Our objective is to predict the price of a car given certain characteristics of it. The dataset used contains information about the cars in United States. After preprocessing the data which includes identifying features to drop based on proportion of missing values and the value it would add to the final model, imputing the data, adding new columns through feature engineering, we have evaluated the performance of several regression models such as Linear regression, Lasso Regression, Ridge Regression, Decision Tree Regressor, Light GBM Regressor, XGBoost Regressor and ensemble models. XGBoost Regressor and ensemble model has come out to be the best performing models among all of them, where RMSE has been chosen as the evaluation criteria.

Introduction

There are millions of used cars being sold every year in the United States and there is abundant information regarding the details of used cars that are being sold. Predicting used cars’ market value can help both buyers and sellers in several ways. This can be made possible by correctly leveraging this data using prediction models such as regression models. Through these models, sellers can get a better idea of what makes a car desirable and offer a better service. There are online pricing websites that offer an estimated value of a car. Though they already have a model, having an alternate model might help them give a better pricing prediction. This model will help the individuals to get a better understanding of the used cars’ market and save a good amount of money. Selecting relevant features which will make for a good model is a tricky and challenging aspect we are looking forward to tackling.

Feature Extraction and Preprocessing

The Dataset provided details like Vehicle Identification Number, Front Legroom, Back Legroom, Price, City, Zip Code etc. for about 3 million real-world used cars. It is derived from Kaggle: US Used Cars Dataset. The dataset consists of 3000040 records and 66 columns. Out of the 66 columns, (27 numerical features, 11 Boolean features, 24 categorical features and 4 other features) that are used to predict the price of used cars.

Text Description automatically generated

Fig. 1. List of the key features of the dataset used to predict the price of the car

Text Description automatically generated

Fig. 2. Description of some of the key features of the dataset

Exploratory Data Analysis

Exploratory Data Analysis (EDA) is an approach used to analyze the data set mostly using graphical representations or summary statistics to make sense of the data, discover underlying patterns, spot anomalies and test the hypothesis. We performed Exploratory Data Analysis to understand the distribution of the data and obtain the correlation between the key features and the target variable (‘price’) as shown in Fig. 3.

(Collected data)

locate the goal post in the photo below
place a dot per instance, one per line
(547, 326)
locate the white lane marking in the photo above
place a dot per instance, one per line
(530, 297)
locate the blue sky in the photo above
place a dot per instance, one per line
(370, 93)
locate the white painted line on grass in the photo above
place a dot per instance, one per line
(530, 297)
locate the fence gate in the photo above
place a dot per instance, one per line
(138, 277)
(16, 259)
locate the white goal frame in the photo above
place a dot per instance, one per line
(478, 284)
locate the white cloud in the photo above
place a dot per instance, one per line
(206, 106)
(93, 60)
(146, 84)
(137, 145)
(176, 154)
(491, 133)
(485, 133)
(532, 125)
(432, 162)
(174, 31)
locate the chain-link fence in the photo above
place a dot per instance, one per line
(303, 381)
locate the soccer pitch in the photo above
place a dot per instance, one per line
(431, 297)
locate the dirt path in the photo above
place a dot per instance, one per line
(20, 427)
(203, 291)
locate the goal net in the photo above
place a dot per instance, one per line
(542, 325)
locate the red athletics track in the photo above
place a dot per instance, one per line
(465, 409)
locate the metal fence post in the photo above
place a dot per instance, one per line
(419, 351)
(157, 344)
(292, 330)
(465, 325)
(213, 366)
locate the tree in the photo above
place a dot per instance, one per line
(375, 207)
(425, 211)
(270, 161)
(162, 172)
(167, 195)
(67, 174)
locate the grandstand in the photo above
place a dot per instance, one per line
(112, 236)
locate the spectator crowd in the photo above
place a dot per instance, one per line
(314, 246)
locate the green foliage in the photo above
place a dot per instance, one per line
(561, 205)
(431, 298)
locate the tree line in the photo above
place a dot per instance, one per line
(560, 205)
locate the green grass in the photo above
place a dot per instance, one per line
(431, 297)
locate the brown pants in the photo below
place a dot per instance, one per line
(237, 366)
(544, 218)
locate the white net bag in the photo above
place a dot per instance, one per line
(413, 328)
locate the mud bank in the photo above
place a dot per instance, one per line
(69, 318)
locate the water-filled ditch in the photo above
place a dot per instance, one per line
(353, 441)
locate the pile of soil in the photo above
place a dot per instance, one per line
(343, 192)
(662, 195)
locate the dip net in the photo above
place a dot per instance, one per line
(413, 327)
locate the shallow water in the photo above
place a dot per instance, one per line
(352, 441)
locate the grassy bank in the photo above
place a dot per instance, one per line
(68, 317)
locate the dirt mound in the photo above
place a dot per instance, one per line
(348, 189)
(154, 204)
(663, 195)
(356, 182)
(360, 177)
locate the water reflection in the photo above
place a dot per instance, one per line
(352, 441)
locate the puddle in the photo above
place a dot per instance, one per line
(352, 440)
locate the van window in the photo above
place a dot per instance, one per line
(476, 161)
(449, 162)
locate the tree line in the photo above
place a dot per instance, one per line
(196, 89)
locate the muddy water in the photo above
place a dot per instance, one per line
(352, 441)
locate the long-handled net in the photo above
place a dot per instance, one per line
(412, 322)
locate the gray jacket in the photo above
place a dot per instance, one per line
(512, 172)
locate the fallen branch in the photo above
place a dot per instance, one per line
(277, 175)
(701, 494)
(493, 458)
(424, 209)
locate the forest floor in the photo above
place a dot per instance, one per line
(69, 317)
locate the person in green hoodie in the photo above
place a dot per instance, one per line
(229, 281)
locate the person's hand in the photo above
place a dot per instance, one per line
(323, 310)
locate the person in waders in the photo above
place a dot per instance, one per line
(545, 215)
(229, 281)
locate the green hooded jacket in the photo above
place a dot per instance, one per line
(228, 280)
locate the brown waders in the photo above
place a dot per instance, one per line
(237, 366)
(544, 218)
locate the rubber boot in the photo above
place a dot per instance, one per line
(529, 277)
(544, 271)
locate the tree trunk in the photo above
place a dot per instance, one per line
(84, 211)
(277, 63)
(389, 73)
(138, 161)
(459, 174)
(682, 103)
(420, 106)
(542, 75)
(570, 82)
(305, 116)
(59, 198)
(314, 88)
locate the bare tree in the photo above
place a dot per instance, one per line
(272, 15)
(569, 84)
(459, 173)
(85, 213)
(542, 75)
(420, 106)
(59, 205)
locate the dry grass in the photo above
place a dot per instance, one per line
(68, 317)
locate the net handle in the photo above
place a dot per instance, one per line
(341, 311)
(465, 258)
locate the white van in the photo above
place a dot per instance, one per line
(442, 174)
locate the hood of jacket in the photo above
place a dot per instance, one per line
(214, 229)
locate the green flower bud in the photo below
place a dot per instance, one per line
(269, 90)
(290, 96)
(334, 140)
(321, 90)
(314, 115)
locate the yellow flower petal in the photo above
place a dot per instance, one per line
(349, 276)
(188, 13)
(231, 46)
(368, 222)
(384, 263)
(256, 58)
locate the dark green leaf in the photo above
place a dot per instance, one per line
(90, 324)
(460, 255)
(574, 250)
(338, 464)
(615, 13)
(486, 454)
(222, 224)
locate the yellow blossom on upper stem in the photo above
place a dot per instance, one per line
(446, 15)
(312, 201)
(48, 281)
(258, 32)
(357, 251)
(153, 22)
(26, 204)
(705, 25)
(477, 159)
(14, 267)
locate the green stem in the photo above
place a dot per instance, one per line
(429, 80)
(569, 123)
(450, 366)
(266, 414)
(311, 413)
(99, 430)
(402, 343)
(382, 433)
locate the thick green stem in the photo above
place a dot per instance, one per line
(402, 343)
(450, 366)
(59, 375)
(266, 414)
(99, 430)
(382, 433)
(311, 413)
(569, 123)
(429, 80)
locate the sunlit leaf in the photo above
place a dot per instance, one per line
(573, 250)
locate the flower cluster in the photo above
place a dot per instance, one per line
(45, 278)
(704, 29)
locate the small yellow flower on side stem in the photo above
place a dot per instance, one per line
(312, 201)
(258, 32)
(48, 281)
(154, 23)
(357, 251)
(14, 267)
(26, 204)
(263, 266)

*EXERCISE DETAILS*
Resume the used-car price prediction write-up, picking up right after its last sentence in the exploratory data analysis section.

*RESULT OF THIS TASK*
Chart, scatter chart Description automatically generated

Fig. 3. Correlation plot of the key features and target variable (‘price’)

Chart, histogram Description automatically generated

Fig. 4. Density plot of the target variable (‘price’)

Fig. 4. shows the distribution plot of the ‘price’ variable, which is the target variable in our case. The distribution of the ‘price’ variable is right skewed with the exotic cars costing over 3M.

A picture containing chart Description automatically generated

Fig. 5. Density plot of the ‘horsepower’ variable

Fig. 5. shows the distribution plot of the ‘horsepower’ variable, one of the important specifications of a car. The horsepower variable ranges from 80 to 1001, the highest value corresponding to Bugatti Veyron.

A picture containing graphical user interface Description automatically generated

Fig. 6. Bar plot of the ‘transmission’ and ‘fuel_type’ variables

Fig. 6. shows the bar plot of the ‘transmission’ variable and the ‘fuel_type’ variable. According to Fig. 6, as the data is collected in US, Automatic transmission is the most used transmission in the cars and Gasoline is the most used fuel type for the cars.

We started by cleaning the data (finding the variables with NA values, imputing the NA variables and dropping variables that are not useful for the model. After cleaning the data, we implemented proposed modelling techniques to predict the price of the used cars.

Data Pre-processing

As the dataset is about used cars, and the task is to predict the price of these used cars, it consisted of 16 variables which has NA values percentage as high as 45%. There are 20 variables which are not useful for the final model. There are 2 variables which consisted of duplicate information. We used stratified K-fold to split data according to the target variable (‘price’) distribution.

The following steps are incorporated to perform data preprocessing:

  1. Out of the 16 variables with NA values, 9 variables are dropped, and 7 variables were imputed accordingly.
  2. As mentioned above, 20 variables which are not useful for the model were dropped.
  3. As mentioned above, 2 variables with duplicate information were dropped.
  4. There were columns with object data type and were transformed into their respective data type.
  5. There were units of measurement present in the variables and were removed from the data.
  6. Continuous variables were imputed with mean and categorical variables are imputed with mode.
  7. We reduced the memory usage of the dataset by transforming the data type of the variables, as per the data present in the variables (For example, a variable consisted of float 16 values but is taken as Float 32, we changed the data type to float 16). The memory usage has been reduced by 33% (640 MB to 430 MB).
  8. We label encoded the required columns, so that they can be fed into the LightGBM model.
  9. We one-hot encoded the categorical variables to feed into the models.
  10. We used stratified K-fold to create 22 bins according to the target variable (‘price) distribution. Then we divide the data in each bin into 5 splits to split the valid set during cross validation and the test set.

Feature Engineering

We implemented feature engineering in 3 different methods, i) by using group by operations on the variables, such as ‘mean milage of each type of fuel’ ii) by using target encoding on categorical variables, such as ‘mean price of each model’, iii) other useful features from the existing variables, such as ‘estimated fuel spent in city’. We finally generated 43 new features to feed into the models.

Models, Experiments and Evaluation

The models which were used to build the final predictive model:

  • Linear Regression.
  • Ridge Regression.
  • Lasso Regression.
  • Decision Tree Regressor.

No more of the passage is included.